DATA ENTRIES:
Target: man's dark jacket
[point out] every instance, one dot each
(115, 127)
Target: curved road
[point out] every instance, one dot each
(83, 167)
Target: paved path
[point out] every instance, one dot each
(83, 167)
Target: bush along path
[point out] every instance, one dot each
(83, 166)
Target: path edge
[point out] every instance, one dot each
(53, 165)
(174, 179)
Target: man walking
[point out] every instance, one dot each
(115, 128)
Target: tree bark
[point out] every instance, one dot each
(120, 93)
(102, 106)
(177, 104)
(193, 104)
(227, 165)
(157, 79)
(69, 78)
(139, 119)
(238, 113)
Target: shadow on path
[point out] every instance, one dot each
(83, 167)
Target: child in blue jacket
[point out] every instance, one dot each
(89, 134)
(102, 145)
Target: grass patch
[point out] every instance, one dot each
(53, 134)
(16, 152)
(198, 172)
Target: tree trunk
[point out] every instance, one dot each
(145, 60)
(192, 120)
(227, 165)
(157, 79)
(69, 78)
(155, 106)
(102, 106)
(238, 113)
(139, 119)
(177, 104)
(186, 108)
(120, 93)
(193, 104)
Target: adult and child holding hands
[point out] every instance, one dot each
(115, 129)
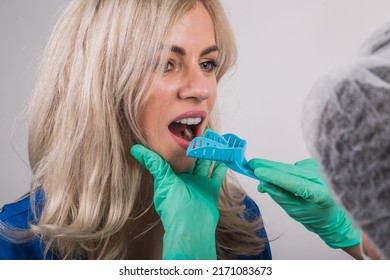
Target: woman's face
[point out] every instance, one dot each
(180, 104)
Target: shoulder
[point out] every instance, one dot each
(251, 213)
(18, 215)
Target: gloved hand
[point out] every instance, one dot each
(299, 190)
(187, 205)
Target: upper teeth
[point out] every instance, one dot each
(190, 121)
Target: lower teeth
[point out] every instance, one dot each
(187, 134)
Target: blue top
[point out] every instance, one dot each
(19, 215)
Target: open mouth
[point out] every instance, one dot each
(185, 128)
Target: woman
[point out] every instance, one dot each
(116, 74)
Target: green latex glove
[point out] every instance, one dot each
(299, 190)
(187, 204)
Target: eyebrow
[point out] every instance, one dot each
(181, 51)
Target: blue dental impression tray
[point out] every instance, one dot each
(228, 148)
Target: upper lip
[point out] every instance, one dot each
(191, 114)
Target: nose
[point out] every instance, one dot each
(197, 84)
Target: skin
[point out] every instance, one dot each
(187, 89)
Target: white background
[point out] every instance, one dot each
(284, 47)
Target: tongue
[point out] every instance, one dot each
(181, 130)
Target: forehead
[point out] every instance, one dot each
(194, 28)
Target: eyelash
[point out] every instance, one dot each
(212, 63)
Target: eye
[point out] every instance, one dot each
(208, 66)
(169, 66)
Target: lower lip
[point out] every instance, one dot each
(181, 142)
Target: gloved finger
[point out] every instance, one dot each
(219, 172)
(279, 195)
(202, 167)
(157, 166)
(297, 186)
(292, 169)
(308, 163)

WRITTEN EXERCISE: Rewrite every item above as a single numbered list, omitting blank lines and leaving out the pictures.

ANSWER FOR THIS EXERCISE:
1. Target: man's dark jacket
2. [point out] every instance, one dot each
3. (115, 127)
4. Target: curved road
5. [point out] every instance, one dot each
6. (83, 167)
7. Target: paved path
8. [point out] every instance, one dot each
9. (83, 167)
10. Target: bush along path
11. [point out] every instance, one dot each
12. (83, 166)
13. Target: path edge
14. [point out] every instance, one dot each
15. (53, 165)
16. (174, 179)
17. Target: man walking
18. [point out] every instance, one dot each
19. (115, 128)
20. Target: tree bark
21. [point out] every instance, one dot each
22. (120, 93)
23. (102, 106)
24. (177, 104)
25. (193, 104)
26. (227, 165)
27. (157, 79)
28. (69, 78)
29. (139, 119)
30. (238, 113)
31. Target: shadow on path
32. [point out] every instance, one dot each
33. (83, 167)
34. Target: child in blue jacket
35. [point out] every instance, one dot each
36. (89, 134)
37. (102, 145)
38. Target: grass patch
39. [point out] every instance, one dot each
40. (53, 134)
41. (16, 152)
42. (198, 172)
43. Target: tree trunk
44. [point out] every instance, one dot each
45. (145, 60)
46. (192, 120)
47. (227, 165)
48. (157, 79)
49. (69, 78)
50. (155, 106)
51. (102, 106)
52. (238, 113)
53. (139, 119)
54. (177, 104)
55. (186, 108)
56. (120, 93)
57. (193, 104)
58. Target: adult and child holding hands
59. [point out] every instance, one dot each
60. (115, 129)
61. Target: woman's face
62. [point out] every instance, one dot each
63. (180, 104)
64. Target: shoulder
65. [point out] every instance, one dot each
66. (251, 213)
67. (18, 215)
68. Target: gloved hand
69. [point out] every instance, one dot each
70. (299, 190)
71. (187, 205)
72. Target: upper teeth
73. [point out] every instance, one dot each
74. (190, 121)
75. Target: lower teeth
76. [point out] every instance, one dot each
77. (187, 134)
78. Target: blue top
79. [point out] every instance, one dot each
80. (19, 215)
81. Target: open mouth
82. [point out] every instance, one dot each
83. (185, 128)
84. Target: woman
85. [point out] every instance, one dot each
86. (116, 74)
87. Target: green latex glove
88. [point out] every instance, one dot each
89. (299, 190)
90. (187, 204)
91. Target: eyebrow
92. [point out] every instance, one dot each
93. (181, 51)
94. Target: blue dental impression tray
95. [point out] every instance, one dot each
96. (228, 148)
97. Target: upper lip
98. [point out] every instance, one dot each
99. (191, 114)
100. Target: nose
101. [point out] every instance, one dot each
102. (197, 84)
103. Target: skin
104. [point out] every instance, one dot each
105. (187, 89)
106. Target: white background
107. [point out] every instance, one dot each
108. (284, 47)
109. Target: tongue
110. [point out] every instance, one dot each
111. (181, 130)
112. Target: forehead
113. [point out] every instance, one dot each
114. (194, 28)
115. Target: eyelash
116. [point out] every instance, one dot each
117. (212, 63)
118. Target: eye
119. [point out] every instance, one dot each
120. (208, 66)
121. (169, 66)
122. Target: lower lip
123. [point out] every instance, one dot each
124. (181, 142)
125. Target: gloved finger
126. [point out] every instance, one dot each
127. (219, 172)
128. (279, 195)
129. (202, 167)
130. (157, 166)
131. (297, 186)
132. (292, 169)
133. (308, 163)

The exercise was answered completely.